> _Reading passage_
********************

Health & Lifestyles Editor
Photo Eugene Ho
One way of describing the Freshman 15 is to liken it to a cheetah hunting a gazelle in an open stretch of land. The gazelle is not completely oblivious to the predator out in the wild—it has adapted to the threatening environment and knows to flee when chased. However, the gazelle is not always aware when it is the target of the cheetah, and it is then that the cat strikes and claims its prize.
Such is the case with the Freshman 15. New students, the gazelles in this scenario, come to school armed with an abundance of knowledge about how to avoid this adversary of good health. But sadly, even the greatest amount of prior education is not always enough to outweigh the temptations of buffet dining, keg parties and pure lethargy that constitutes college life. It is during the first few months especially that the flurry of classes, homework, partying, meeting new people and immersing oneself in the UCSB atmosphere can make a person put good health and fitness on the back burner. Before you can say ‘just one more piece of cake,’ you’re 15 pounds heavier and shaking your head in both shock and disgust at being another statistic.

********************

In the Freshman 15 article, which animal stands for new students? The saved entries are separate material, apart from the article.

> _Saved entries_
********************

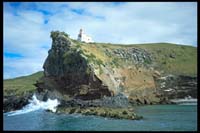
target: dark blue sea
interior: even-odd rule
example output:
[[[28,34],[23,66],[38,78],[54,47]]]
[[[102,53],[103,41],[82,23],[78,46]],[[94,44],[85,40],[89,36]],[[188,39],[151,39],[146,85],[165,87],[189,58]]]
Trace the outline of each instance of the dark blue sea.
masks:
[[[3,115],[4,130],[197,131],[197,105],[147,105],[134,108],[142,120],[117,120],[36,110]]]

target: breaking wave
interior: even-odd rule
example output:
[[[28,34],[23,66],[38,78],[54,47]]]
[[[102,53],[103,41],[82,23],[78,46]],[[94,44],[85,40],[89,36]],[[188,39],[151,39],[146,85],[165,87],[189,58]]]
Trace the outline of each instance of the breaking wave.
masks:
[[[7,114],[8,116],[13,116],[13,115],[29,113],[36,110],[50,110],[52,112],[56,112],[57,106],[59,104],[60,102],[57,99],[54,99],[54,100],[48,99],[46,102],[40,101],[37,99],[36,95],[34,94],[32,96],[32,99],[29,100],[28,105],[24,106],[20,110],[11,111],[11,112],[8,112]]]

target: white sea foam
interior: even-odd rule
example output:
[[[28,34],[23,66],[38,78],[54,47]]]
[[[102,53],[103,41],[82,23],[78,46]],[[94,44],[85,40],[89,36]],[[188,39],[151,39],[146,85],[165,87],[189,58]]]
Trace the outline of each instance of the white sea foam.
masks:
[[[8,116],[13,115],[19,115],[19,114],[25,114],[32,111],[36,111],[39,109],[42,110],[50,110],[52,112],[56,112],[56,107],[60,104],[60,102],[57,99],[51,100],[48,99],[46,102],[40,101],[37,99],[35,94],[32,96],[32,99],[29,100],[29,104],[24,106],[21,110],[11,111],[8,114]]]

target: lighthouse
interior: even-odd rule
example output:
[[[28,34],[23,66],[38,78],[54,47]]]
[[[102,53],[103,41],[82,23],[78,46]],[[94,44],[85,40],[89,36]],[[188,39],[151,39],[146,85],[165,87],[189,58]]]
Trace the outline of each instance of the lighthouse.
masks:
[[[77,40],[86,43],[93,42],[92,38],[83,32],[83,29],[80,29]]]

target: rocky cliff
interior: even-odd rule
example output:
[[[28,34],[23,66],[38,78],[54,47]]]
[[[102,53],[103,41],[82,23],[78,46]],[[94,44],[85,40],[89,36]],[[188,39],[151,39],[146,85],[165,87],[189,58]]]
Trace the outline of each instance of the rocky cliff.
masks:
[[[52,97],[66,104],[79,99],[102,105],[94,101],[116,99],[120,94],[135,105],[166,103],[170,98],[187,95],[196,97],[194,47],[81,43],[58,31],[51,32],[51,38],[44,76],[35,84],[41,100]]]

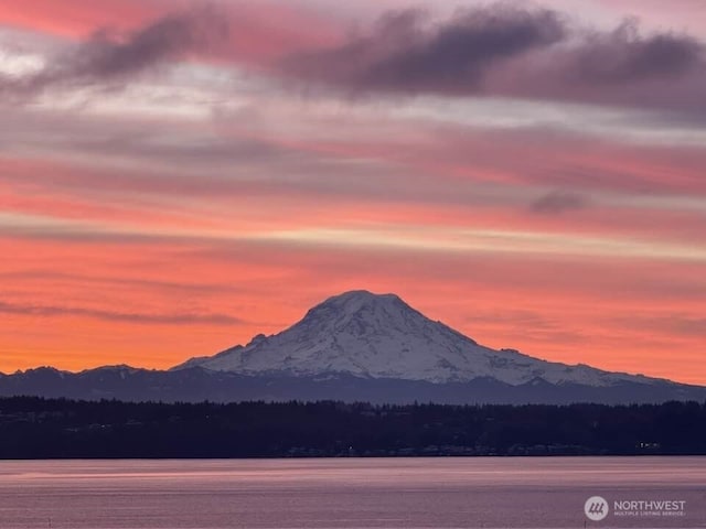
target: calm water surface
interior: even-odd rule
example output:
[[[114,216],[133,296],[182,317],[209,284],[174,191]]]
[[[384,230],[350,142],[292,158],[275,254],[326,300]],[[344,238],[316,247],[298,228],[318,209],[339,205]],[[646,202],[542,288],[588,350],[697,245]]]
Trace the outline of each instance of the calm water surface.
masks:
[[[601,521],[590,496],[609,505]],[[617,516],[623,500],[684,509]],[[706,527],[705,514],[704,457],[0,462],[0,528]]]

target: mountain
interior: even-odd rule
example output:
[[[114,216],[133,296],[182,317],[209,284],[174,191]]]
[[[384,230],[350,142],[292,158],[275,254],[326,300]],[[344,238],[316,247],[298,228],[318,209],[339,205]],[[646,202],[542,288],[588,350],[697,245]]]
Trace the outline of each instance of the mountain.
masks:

********************

> _Problem solution_
The gazelle.